* What is needed: Rewrite the items below so that every "plastic bag" becomes "carrier bag", keeping everything else the same.

* Provided records:

====

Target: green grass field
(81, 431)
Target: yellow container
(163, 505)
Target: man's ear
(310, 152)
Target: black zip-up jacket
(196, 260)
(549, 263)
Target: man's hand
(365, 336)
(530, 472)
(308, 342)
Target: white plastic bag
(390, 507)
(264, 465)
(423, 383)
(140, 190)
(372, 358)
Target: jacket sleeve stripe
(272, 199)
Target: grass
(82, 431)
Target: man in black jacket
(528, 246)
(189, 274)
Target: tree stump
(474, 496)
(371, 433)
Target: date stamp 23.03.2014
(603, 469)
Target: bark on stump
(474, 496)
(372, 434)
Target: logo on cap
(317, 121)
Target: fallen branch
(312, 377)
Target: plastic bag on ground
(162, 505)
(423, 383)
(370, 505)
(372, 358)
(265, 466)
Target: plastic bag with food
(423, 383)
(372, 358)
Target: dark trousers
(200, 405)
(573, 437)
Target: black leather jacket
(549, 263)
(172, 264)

====

* Worked solution:
Target: green grass field
(81, 431)
Target: yellow container
(163, 505)
Target: man's ear
(310, 152)
Target: black zip-up jacket
(196, 260)
(549, 263)
Target: man's hand
(365, 336)
(530, 472)
(308, 342)
Target: white carrier bag
(390, 507)
(264, 465)
(423, 383)
(140, 190)
(372, 358)
Target: jacket sleeve stripe
(272, 199)
Target: grass
(82, 431)
Target: man in black jacket
(528, 246)
(189, 274)
Target: tree stump
(474, 496)
(371, 433)
Target: date stamp 23.03.2014
(603, 469)
Target: bark on stump
(474, 496)
(372, 434)
Target: logo on cap
(317, 121)
Target: fallen branch
(312, 377)
Target: carrier bag on ground
(162, 505)
(423, 383)
(370, 505)
(372, 358)
(265, 466)
Target: carrier bag with food
(423, 383)
(372, 358)
Target: dark trousers
(200, 405)
(573, 437)
Target: black leather jacket
(549, 263)
(172, 264)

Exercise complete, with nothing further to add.